(Pointing records)
* Start *
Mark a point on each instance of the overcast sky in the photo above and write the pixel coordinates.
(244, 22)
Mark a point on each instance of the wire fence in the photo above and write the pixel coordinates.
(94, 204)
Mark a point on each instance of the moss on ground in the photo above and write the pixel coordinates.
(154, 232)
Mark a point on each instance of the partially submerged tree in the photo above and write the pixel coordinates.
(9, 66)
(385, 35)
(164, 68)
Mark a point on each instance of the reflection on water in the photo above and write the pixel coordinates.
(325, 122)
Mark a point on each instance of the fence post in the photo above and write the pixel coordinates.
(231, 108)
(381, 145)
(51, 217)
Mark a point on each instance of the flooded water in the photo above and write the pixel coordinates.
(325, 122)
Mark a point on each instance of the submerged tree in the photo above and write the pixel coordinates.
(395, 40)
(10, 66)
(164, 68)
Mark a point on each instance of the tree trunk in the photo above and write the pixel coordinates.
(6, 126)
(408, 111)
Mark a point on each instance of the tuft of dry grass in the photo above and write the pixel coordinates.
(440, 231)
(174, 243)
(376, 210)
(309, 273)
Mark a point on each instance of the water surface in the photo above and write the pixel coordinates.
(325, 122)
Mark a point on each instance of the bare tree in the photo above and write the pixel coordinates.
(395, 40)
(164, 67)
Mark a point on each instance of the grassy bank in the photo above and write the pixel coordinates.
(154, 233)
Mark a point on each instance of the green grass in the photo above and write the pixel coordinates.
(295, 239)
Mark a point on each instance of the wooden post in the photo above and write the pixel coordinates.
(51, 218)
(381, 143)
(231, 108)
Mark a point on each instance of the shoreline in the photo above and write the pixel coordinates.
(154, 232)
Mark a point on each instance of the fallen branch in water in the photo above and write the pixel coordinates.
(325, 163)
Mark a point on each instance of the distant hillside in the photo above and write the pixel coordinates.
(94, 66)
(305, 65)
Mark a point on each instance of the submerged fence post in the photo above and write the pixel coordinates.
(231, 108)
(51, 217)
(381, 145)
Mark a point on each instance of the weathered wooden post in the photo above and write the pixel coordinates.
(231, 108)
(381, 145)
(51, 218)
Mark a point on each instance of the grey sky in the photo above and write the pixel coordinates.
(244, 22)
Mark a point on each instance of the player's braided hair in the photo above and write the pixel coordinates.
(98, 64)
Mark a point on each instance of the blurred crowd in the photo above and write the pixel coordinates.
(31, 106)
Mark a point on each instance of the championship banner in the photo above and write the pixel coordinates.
* End *
> AIM OF THE TASK: Please edit the records so that "write the pixel coordinates" becomes "give the pixel coordinates" wherever it appears, with everything else left unchanged.

> RESULT FOR THIS TASK:
Mark a point on each instance of the overcast sky in the photo above and give the pixel coordinates.
(244, 22)
Mark a point on each instance of the wire fence in the photo above and give the pixel coordinates.
(94, 204)
Mark a point on each instance of the moss on ground in the photo above and give the pixel coordinates.
(154, 232)
Mark a point on each instance of the partially submerged tree in the photo above and give the pixel coordinates.
(9, 66)
(385, 35)
(164, 68)
Mark a point on each instance of the reflection on water in the photo above and give the pixel coordinates.
(325, 122)
Mark a point on each instance of the fence post in the photo above and give the pixel coordinates.
(231, 108)
(381, 145)
(51, 217)
Mark a point on each instance of the flooded water in the photo above and give the pixel coordinates.
(325, 122)
Mark a point on each instance of the submerged tree in the photo above and give the pixel coordinates.
(395, 40)
(10, 66)
(164, 68)
Mark a point on each instance of the tree trunk in the photo above and give the pixel coordinates.
(6, 126)
(408, 111)
Mark a point on each instance of the tuft of dry grass in the photo above and give the pixel coordinates.
(440, 231)
(174, 243)
(376, 210)
(309, 273)
Mark a point on each instance of the water surface in the photo above and give the pixel coordinates.
(325, 122)
Mark a point on each instance of the bare tree in the photo above and give the pixel coordinates.
(395, 40)
(164, 67)
Mark a point on each instance of the grassy bank in the photo above and give the pixel coordinates.
(154, 233)
Mark a point on each instance of the green grass in the photo above and give the pixel coordinates.
(295, 239)
Mark a point on each instance of the wooden post in the photo above and give the pixel coordinates.
(51, 218)
(381, 143)
(231, 108)
Mark a point on each instance of the shoreline in the photo above and give the pixel coordinates.
(154, 232)
Mark a point on each instance of the fallen branch in water in the photo above and give the pixel coordinates.
(325, 163)
Mark a point on each instance of the distant hillside in the photo above and give the pixel coordinates.
(94, 66)
(305, 65)
Mark a point on each instance of the submerged fence post in the photo above and give the pixel coordinates.
(231, 108)
(51, 217)
(381, 145)
Mark a point on each instance of the weathered wooden post in the photo above and give the pixel coordinates.
(231, 108)
(381, 145)
(51, 218)
Mark a point on each instance of the grey sky in the photo above and give the pixel coordinates.
(244, 22)
Mark a point on each instance of the player's braided hair in the photo above and give the pixel coordinates.
(98, 64)
Mark a point on each instance of the blurred crowd in the photo above and give the pixel coordinates.
(31, 106)
Mark a point on each instance of the championship banner in the photo above and give the pixel coordinates.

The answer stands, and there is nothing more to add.